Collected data
↓

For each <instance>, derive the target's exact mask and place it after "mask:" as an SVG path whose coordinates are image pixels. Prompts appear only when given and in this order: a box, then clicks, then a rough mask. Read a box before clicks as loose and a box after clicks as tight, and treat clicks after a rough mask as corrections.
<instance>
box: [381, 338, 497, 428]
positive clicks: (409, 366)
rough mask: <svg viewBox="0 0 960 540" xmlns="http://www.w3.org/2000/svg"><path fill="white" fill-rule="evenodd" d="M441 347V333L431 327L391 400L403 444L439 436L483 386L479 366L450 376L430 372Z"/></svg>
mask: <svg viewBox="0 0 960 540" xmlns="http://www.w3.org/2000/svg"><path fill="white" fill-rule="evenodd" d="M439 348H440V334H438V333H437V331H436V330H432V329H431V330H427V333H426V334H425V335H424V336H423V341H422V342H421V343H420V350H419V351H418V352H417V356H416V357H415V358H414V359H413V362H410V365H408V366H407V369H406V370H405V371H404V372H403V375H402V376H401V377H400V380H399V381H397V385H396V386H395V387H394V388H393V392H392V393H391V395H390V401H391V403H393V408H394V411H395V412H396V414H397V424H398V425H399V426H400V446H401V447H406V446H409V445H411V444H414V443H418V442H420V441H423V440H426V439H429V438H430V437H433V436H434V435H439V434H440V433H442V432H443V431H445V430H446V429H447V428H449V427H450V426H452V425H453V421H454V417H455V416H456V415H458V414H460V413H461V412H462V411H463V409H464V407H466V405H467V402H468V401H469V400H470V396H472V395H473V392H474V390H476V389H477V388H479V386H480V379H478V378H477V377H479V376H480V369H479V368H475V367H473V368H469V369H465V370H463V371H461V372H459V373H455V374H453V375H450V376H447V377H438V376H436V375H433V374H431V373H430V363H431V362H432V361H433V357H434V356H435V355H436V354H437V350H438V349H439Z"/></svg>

↑

- Instructions for the task -
Copy out each line of the records where the word "clicks" appears.

- Answer section -
For each <instance>, derive the target's exact mask and place it after "mask:" as an SVG path whose coordinates are image pixels. Prompts appear only when given and in this order: a box, then clicks, then a rough mask. Read a box before clicks as loose and a box after clicks as tight, and treat clicks after a rough mask as corrections.
positive clicks: (409, 366)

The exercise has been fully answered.